Over the last 19 years Magellan has built its reputation on handling large volumes of import cargo into Australia for our customers across a variety of industries, but especially fashion, textiles and other retail. What you may not be aware of is that exports is also central to our offer (and growing). Our exports team has considerable experience in Australia’s core export markets, including commodities and agriculture.

Whether it’s 2 small parcels, or 20 containers of cargo to be shipped, Magellan can advise on the most cost effective solution, as well as the benefits and drawbacks of different shipping methods.

Magellan currently exports cargo via courier and consolidated airfreight, as well as less than (LCLs) and full container loads (FCLs), on a regular basis, to destinations including UK, USA, Asia, and New Zealand. In fact, through our strategic alliances with overseas agents, we can service the vast majority of major cities worldwide.

If you are shipping to New Zealand, our Auckland office provides the opportunity for Magellan to directly monitor the door to door movement of your product. If your cargo is bound for another destination outside of Australasia, Magellan will work with our network of trusted agents to ensure your cargo is handled with the utmost care, avoids all non-mandatory delays, and meets the requirements of all local authorities at destination.

Dataset entries:
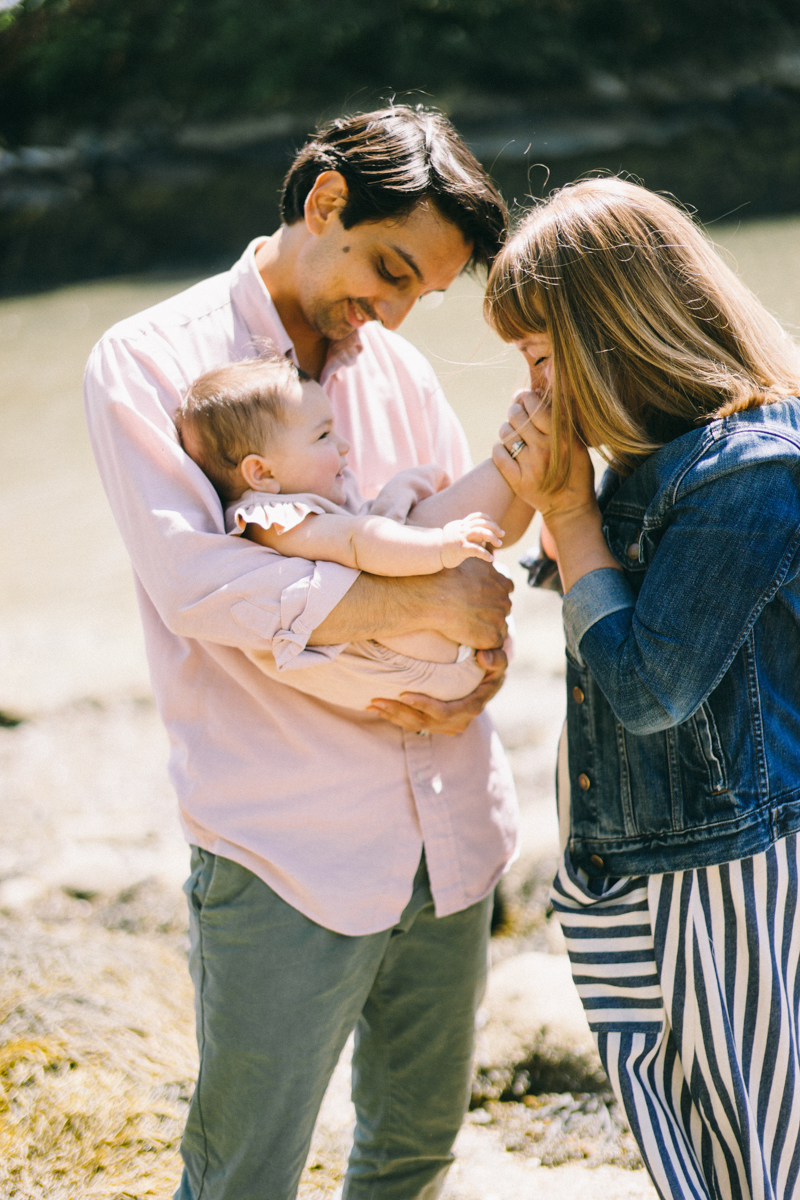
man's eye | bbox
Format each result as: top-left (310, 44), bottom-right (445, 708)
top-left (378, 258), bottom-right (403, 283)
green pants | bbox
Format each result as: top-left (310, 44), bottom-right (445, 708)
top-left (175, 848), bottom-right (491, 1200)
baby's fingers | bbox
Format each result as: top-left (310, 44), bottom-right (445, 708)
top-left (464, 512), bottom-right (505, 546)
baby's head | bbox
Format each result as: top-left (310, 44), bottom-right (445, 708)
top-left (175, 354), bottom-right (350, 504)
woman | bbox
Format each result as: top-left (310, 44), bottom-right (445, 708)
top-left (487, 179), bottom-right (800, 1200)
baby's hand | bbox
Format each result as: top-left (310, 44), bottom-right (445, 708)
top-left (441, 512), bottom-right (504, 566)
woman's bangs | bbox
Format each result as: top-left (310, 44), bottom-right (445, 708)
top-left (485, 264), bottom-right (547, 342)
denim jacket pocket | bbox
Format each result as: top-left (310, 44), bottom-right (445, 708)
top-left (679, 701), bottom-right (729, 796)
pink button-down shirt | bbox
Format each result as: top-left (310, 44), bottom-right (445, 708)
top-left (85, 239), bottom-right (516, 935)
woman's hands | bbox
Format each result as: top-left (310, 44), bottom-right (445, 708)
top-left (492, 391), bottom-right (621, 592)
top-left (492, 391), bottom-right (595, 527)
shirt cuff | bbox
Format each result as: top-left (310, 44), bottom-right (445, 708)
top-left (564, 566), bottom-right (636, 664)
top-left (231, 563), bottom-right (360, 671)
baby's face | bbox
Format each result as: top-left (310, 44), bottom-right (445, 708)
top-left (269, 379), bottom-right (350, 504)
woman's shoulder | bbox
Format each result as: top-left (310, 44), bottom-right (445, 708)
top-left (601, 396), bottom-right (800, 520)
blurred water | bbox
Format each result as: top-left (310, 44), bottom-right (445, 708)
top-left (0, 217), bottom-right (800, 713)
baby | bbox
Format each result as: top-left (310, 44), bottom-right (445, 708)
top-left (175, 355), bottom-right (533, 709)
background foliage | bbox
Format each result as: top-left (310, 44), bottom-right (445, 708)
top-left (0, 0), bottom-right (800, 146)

§ **Exercise requirements**:
1/ Answer these from the Magellan exports text:
(a) For how many years has Magellan been handling large volumes of import cargo into Australia?
(b) Which two areas are named among Australia's core export markets in which the exports team has experience?
(c) Which Magellan office makes it possible to directly monitor door-to-door movement of cargo to New Zealand?
2/ Carry the Magellan exports text forward from its final sentence.

§ **Exercise responses**:
1/
(a) 19 years.
(b) Commodities and agriculture.
(c) The Auckland office.

2/
We can also guide you through the various documentation needed to ensure the export process runs smoothly. To start with our easy to use Shipping Letter of Instruction (SLI) can be downloaded from the resources section of the Magellan website (under Shipping and Customs forms).

Some countries are easier to trade with than others. For example, USA has strict pre-reporting requirements known as ISF / AMS filing. Magellan can guide you through this process to ensure minimal impact on your business, as well as advise what will be required to satisfy other government departments e.g. Food and Drug Administration (FDA).

The Magellan export specialists are waiting for your call, and looking forward to assisting you with your export shipments. Get it touch with us via www.magellanlogistics.com.au or 1300 651 888.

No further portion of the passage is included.